YOUR INSTRUCTIONS: Gather every line in the data below that contains the string "shirt". Case matters.

Object location entries for images:
===============

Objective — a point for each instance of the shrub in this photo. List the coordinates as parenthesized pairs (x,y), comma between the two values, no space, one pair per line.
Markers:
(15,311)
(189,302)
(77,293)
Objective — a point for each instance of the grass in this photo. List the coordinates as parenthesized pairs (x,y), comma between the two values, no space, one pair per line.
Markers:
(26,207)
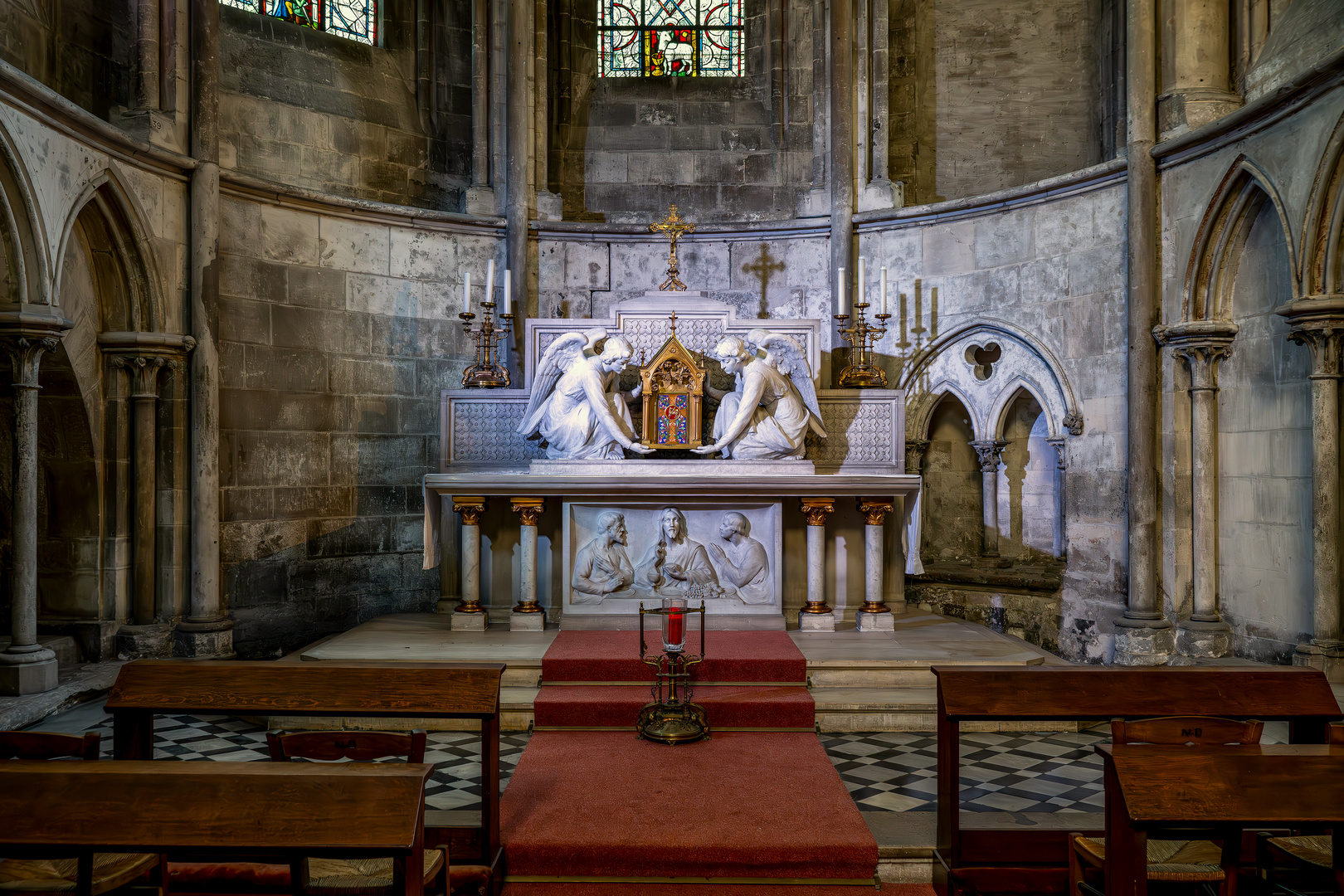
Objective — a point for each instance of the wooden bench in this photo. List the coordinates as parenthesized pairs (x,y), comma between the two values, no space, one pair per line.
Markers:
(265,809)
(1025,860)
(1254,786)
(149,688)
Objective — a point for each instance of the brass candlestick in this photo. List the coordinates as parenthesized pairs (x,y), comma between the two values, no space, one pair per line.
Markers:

===============

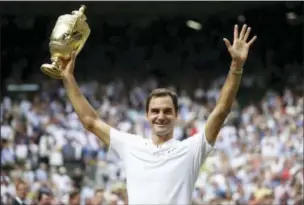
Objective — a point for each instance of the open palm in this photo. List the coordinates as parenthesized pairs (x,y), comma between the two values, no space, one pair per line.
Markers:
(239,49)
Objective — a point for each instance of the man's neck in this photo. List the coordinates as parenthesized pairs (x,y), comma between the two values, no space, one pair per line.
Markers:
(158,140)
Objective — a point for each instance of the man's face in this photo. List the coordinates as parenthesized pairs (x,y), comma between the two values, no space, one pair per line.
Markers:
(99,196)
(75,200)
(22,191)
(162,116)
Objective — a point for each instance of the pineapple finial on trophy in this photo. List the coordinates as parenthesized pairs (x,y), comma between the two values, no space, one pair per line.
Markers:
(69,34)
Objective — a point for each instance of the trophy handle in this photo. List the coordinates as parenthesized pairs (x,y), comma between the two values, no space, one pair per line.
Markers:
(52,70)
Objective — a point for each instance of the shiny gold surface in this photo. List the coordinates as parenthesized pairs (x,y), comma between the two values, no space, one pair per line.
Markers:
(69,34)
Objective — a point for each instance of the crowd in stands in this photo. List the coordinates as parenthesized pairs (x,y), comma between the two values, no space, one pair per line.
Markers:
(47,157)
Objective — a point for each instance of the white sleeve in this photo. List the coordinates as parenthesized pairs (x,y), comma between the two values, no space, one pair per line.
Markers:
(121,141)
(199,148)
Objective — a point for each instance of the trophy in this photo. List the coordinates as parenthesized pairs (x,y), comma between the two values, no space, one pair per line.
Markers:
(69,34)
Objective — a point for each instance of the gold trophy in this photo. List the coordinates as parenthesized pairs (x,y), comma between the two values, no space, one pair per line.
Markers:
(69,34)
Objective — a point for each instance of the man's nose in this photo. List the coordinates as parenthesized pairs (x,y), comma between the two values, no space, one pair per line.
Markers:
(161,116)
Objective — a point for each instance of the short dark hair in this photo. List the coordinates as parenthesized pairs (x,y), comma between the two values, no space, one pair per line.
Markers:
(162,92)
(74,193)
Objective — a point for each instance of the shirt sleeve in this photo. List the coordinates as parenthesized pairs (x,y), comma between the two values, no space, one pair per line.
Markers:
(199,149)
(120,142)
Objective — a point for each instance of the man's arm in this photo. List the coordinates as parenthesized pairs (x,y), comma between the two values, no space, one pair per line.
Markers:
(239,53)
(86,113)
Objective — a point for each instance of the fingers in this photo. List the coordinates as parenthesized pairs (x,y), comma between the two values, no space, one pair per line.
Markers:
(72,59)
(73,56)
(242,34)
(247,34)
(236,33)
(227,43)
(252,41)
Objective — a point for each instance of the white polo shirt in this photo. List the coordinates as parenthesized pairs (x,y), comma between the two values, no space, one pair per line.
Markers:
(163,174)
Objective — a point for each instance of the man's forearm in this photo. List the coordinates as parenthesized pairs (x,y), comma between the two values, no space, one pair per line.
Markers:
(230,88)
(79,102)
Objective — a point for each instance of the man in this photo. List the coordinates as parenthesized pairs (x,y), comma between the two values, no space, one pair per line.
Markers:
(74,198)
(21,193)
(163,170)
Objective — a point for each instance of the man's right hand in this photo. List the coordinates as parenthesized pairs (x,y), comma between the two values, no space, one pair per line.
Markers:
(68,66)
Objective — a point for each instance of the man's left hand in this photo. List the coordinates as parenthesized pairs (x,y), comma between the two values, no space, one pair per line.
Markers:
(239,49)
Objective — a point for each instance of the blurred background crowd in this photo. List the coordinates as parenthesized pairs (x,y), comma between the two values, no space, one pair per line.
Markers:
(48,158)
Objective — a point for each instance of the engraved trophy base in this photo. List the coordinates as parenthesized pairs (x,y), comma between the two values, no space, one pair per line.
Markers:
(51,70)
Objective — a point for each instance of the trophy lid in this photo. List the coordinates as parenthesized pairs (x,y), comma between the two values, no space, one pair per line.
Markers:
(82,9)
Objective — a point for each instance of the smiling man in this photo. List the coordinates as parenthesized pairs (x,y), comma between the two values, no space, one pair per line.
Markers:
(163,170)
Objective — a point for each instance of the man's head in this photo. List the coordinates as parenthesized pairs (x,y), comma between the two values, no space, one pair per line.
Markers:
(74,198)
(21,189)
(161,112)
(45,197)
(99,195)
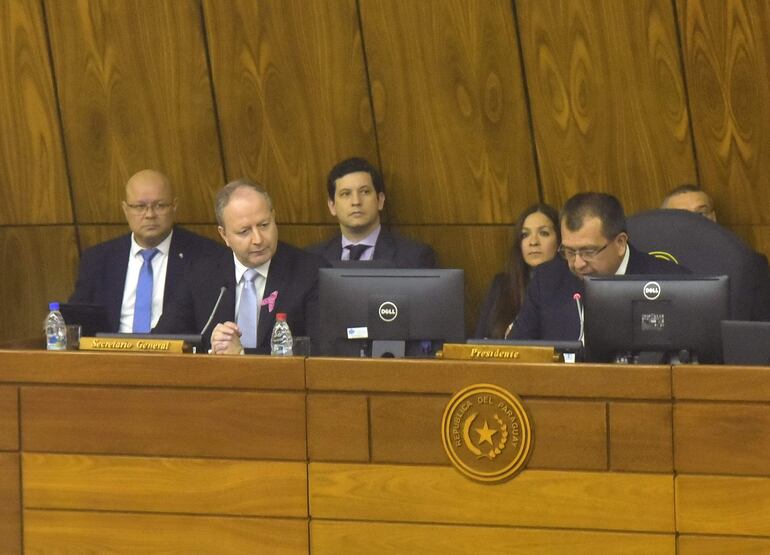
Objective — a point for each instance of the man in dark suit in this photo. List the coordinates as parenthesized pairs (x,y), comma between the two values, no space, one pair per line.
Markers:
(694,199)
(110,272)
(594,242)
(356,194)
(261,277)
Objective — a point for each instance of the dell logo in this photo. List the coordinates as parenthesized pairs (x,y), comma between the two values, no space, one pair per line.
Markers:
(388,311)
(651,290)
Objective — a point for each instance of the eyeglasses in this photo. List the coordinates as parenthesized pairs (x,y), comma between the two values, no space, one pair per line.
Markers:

===============

EXERCISE RESULT:
Objective — a point for each instance of the shirt sleeve in this photo. List the coordinates as parenthesized pairs (x,y), comma between the two values, no space, one pair per line.
Objective — a point for each instance of the white polo shirt in this photo. List the coordinates as parenthesized pairs (x,y), comma between the two values, no space, one pair per line.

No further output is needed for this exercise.